• TASK DATA
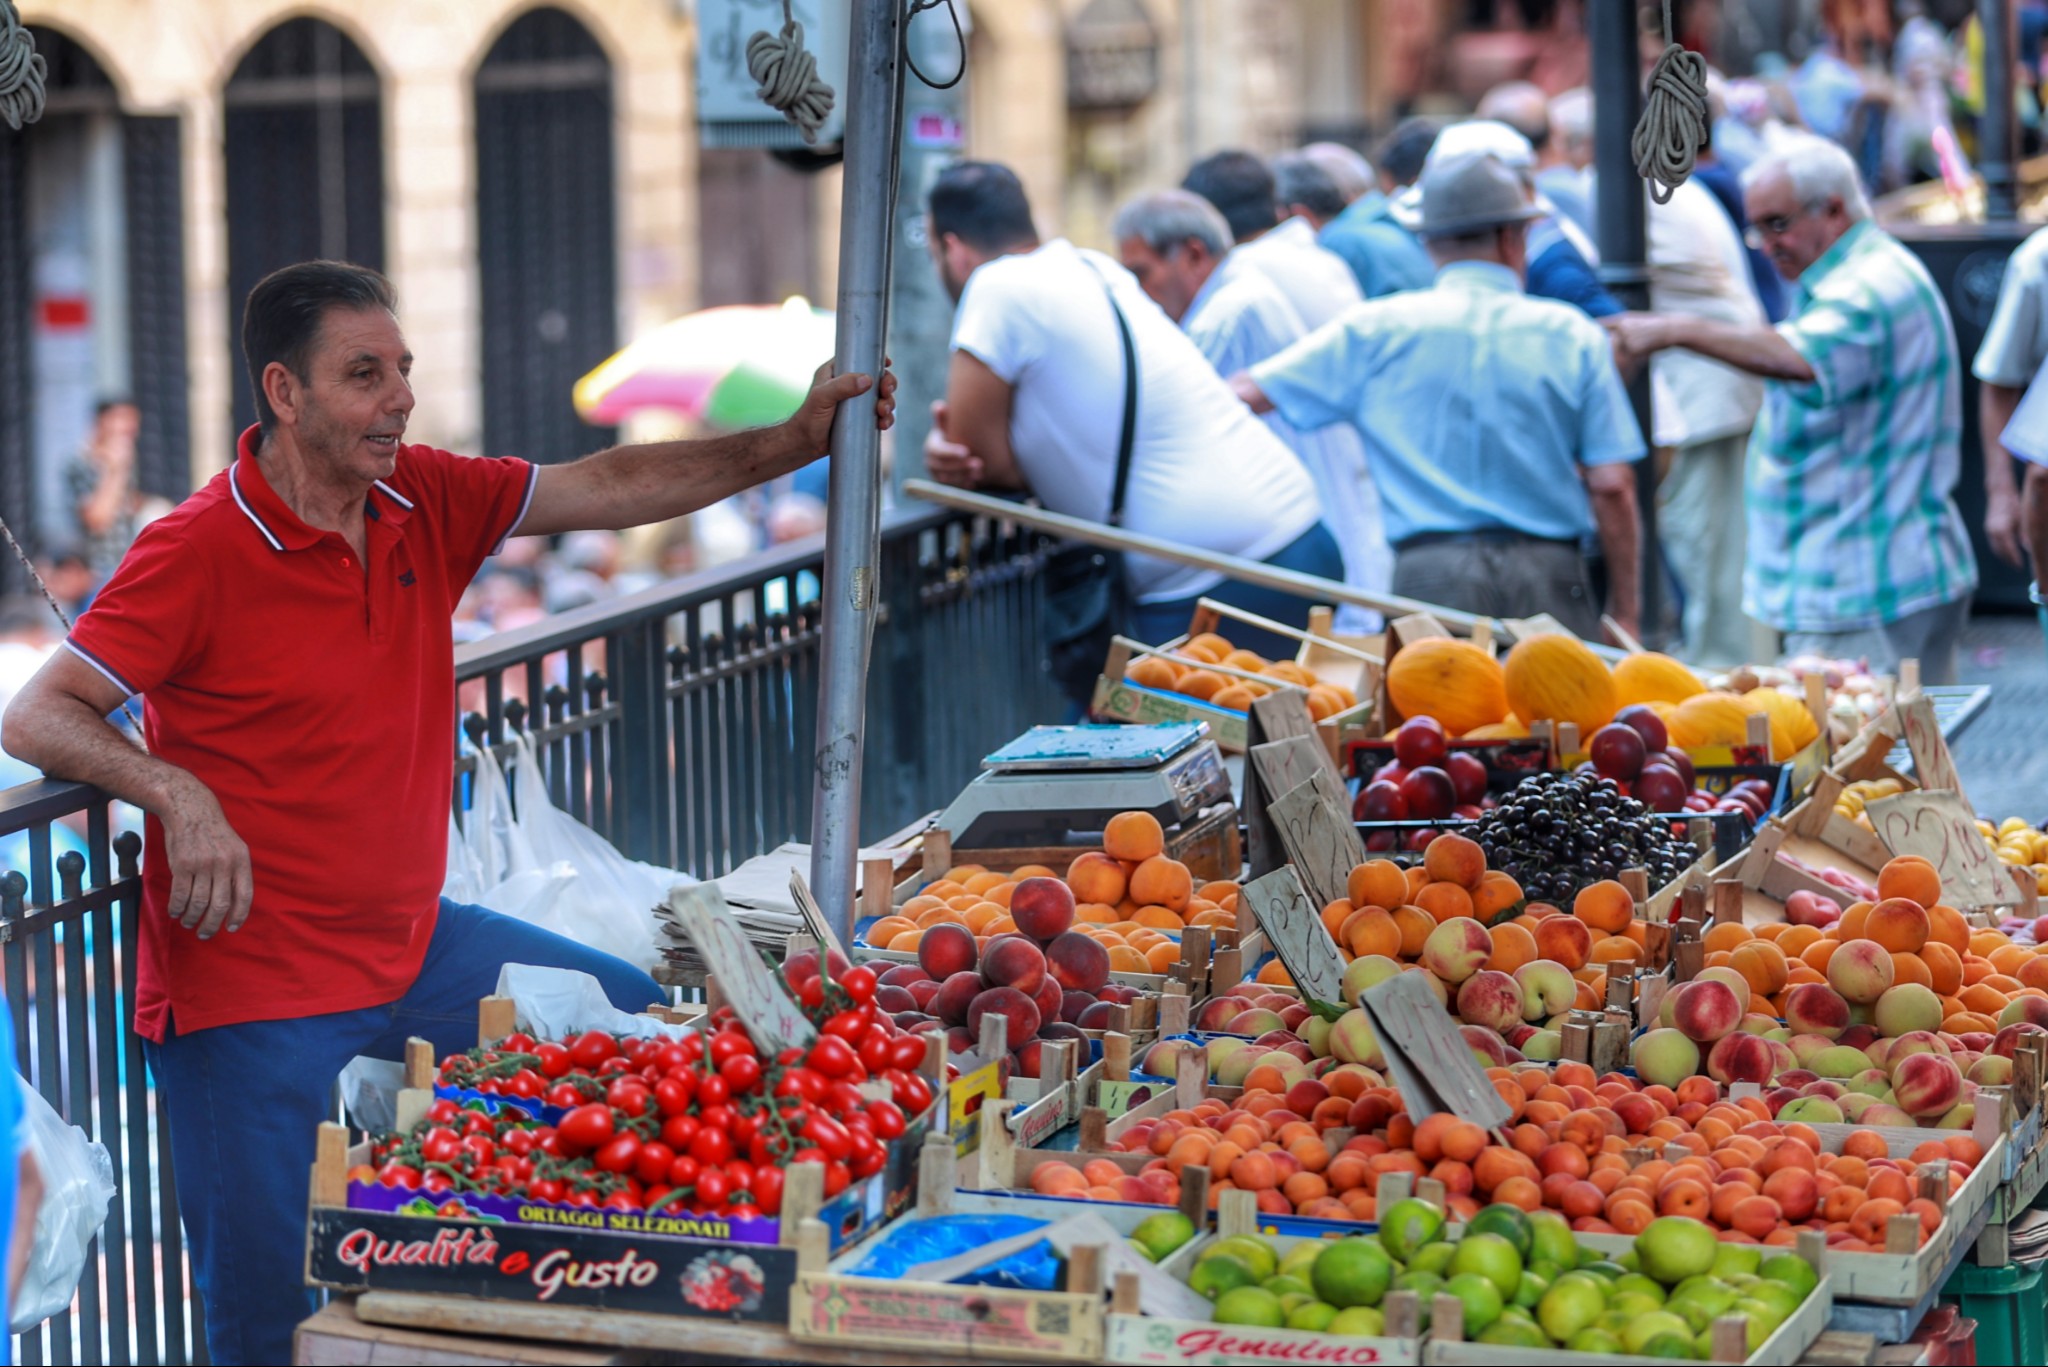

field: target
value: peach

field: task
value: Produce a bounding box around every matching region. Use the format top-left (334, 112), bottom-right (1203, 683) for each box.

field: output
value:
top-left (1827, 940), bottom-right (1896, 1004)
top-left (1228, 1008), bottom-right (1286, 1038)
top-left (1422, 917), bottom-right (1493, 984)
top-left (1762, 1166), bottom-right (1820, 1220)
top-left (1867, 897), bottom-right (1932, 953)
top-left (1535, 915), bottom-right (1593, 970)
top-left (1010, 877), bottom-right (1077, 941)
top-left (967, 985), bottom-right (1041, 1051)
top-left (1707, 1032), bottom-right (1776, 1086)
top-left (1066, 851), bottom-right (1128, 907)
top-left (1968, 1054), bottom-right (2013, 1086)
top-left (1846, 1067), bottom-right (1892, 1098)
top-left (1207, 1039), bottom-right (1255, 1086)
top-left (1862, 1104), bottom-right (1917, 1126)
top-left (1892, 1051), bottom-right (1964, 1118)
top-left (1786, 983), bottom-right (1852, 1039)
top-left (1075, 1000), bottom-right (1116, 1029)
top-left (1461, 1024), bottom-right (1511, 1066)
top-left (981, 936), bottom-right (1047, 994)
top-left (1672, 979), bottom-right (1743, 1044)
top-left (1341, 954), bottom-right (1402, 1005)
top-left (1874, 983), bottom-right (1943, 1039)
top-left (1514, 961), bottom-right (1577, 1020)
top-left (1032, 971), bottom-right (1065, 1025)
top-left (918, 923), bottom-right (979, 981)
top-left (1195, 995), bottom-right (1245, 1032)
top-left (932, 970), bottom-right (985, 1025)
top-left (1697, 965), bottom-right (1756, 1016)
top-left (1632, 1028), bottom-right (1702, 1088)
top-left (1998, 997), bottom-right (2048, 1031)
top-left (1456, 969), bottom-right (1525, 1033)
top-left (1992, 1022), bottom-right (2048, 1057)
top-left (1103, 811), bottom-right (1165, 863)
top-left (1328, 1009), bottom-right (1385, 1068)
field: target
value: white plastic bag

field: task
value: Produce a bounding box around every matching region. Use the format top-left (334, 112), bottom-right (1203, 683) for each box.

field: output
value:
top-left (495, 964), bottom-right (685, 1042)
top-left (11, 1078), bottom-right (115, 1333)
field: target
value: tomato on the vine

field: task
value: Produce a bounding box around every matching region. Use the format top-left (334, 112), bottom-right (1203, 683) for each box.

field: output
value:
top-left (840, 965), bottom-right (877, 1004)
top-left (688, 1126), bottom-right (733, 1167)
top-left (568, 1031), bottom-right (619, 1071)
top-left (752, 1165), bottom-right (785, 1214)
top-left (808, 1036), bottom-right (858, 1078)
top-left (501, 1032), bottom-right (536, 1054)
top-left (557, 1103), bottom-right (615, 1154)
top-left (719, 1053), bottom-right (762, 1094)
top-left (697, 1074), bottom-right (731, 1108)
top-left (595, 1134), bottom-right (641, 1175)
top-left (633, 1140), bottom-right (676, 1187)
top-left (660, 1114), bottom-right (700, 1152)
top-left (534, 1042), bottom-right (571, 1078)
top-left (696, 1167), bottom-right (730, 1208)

* * *

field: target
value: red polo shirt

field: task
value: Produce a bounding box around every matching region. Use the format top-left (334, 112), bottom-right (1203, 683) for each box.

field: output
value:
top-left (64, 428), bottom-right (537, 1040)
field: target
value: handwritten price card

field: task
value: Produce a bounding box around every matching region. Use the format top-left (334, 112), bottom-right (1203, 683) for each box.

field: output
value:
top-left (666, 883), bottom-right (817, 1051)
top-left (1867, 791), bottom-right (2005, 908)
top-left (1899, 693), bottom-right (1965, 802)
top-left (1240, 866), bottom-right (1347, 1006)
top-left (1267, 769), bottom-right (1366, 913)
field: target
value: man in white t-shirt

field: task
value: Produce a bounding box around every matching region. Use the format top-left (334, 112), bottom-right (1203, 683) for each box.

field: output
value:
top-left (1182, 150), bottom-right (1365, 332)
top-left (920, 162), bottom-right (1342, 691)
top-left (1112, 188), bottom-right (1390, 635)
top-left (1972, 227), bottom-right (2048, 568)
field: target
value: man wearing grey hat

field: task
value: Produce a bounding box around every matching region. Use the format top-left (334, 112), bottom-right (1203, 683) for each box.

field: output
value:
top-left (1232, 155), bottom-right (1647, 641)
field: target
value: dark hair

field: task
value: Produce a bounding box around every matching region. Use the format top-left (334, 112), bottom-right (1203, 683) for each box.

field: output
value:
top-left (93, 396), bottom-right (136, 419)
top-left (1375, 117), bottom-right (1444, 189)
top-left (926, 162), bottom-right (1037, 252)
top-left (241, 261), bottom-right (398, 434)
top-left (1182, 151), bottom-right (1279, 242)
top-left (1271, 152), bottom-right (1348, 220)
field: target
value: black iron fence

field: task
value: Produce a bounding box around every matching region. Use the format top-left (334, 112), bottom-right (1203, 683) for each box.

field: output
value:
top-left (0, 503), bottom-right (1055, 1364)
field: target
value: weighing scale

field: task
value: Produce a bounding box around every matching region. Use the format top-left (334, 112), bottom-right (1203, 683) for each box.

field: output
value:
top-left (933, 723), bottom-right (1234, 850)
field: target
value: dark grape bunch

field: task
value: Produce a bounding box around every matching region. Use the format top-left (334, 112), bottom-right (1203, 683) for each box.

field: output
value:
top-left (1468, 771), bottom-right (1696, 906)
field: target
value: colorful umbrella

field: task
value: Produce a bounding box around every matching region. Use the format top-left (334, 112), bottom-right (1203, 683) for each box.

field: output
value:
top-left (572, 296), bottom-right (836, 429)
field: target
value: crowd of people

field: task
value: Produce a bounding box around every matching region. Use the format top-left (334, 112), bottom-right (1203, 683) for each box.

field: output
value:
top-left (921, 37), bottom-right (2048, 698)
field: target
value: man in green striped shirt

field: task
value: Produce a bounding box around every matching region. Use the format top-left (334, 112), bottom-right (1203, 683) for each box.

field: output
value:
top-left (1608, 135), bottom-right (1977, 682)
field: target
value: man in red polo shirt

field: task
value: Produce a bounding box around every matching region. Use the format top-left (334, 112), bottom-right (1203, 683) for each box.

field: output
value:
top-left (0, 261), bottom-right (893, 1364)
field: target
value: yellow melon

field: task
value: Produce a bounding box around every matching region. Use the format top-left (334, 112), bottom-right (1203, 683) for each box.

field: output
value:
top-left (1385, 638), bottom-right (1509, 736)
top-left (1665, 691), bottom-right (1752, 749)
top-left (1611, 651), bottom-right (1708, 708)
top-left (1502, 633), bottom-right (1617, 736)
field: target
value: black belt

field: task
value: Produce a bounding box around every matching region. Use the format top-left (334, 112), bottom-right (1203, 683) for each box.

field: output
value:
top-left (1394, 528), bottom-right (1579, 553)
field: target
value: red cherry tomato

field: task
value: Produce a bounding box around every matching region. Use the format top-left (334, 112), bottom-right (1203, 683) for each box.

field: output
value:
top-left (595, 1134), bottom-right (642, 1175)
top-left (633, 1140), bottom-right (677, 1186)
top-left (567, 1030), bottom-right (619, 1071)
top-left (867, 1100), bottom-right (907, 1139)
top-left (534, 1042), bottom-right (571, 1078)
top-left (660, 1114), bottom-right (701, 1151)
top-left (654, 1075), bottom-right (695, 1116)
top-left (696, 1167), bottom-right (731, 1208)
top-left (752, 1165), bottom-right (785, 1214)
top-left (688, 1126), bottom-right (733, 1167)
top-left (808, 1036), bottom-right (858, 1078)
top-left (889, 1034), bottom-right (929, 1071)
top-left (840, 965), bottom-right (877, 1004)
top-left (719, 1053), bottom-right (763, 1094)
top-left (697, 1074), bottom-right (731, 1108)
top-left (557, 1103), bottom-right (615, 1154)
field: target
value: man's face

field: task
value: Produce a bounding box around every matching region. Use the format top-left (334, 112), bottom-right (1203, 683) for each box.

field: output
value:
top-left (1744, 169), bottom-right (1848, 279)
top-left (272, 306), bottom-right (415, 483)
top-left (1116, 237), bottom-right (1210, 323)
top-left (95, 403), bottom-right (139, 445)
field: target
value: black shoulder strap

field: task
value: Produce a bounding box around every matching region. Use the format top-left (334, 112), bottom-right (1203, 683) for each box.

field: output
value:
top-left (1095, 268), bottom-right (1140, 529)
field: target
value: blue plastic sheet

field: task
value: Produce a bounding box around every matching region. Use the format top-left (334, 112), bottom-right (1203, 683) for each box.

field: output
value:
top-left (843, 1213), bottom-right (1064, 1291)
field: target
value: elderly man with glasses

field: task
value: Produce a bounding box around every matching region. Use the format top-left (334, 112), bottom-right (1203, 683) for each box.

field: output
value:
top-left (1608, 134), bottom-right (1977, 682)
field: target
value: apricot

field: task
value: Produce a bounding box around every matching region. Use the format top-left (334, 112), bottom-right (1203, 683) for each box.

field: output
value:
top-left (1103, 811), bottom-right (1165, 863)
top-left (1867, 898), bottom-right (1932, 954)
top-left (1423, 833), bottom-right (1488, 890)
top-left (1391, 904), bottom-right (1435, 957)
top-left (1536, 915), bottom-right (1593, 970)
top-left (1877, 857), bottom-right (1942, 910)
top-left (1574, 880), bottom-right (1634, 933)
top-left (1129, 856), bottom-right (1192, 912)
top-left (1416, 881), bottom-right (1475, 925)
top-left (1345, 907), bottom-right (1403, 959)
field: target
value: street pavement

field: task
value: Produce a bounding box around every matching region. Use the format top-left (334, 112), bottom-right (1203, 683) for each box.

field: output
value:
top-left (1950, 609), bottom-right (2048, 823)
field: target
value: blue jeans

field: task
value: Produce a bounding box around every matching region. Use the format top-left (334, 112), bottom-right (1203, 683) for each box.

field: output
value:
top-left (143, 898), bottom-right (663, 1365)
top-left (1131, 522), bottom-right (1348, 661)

• ACTIVITY
Check every line above for the string "plastic" and state how many have it, with no other words.

• THE ANSWER
2